_What the task asks_. Reproduce the following data word for word, keeping every line unchanged.

(Dataset excerpts on object pointing)

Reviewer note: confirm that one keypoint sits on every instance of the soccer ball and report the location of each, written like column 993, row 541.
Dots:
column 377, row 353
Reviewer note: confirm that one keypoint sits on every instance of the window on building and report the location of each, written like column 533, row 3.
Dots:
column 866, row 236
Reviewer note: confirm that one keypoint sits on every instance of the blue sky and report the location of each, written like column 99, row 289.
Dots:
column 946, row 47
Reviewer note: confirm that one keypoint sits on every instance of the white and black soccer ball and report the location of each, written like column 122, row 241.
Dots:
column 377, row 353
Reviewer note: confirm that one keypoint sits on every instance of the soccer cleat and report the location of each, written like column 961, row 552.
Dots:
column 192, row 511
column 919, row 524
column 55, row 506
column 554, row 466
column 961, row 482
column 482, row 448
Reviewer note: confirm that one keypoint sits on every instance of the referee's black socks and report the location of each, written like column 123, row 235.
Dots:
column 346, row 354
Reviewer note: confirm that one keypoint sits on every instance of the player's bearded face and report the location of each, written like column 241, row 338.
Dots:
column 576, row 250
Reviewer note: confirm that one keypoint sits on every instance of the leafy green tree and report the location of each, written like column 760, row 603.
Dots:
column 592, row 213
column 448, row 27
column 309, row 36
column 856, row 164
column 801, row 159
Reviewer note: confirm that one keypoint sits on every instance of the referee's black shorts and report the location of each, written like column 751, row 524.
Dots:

_Answer for this exercise_.
Reviewer note: confirm that one keypoint sits on every instance of the soccer ball and report the location of each, written like column 993, row 541.
Dots:
column 377, row 353
Reviewer note: confirm that one keypoint sits on every instance of the window on building and report the location of each, written like column 533, row 3.
Dots:
column 866, row 236
Reviewer note: confirm that one keypoint sits on every instance of the blue sky and report the location of each, written like column 99, row 289.
Dots:
column 946, row 47
Reviewer note: confirm that one keypoint sits on every instance of the white and black soccer ball and report the location of each, written like column 122, row 241.
Dots:
column 377, row 353
Reviewer note: confirm that one keypoint sits on every instance of the soccer cleat and report the location of each, written like column 961, row 552.
Dots:
column 192, row 511
column 919, row 524
column 55, row 506
column 554, row 466
column 961, row 482
column 482, row 448
Reviewer note: confirm that one keypoint sits on every instance of the referee's black socks and report the location of each, written like column 123, row 235.
Dots:
column 346, row 354
Reviewer note: confirm that one keypoint sits on every instance of the player's bearded face and report the location of each, written like column 241, row 338.
Dots:
column 576, row 250
Reviewer note: confirm that one keypoint sits on every instance of the leafy green tree and report the location of each, written like column 760, row 603.
Dots:
column 592, row 213
column 448, row 27
column 309, row 36
column 856, row 164
column 801, row 159
Reviewer note: confirm that one keypoint sits on every instance of the referee's black shorts and report the location of each, written like column 751, row 524.
Dots:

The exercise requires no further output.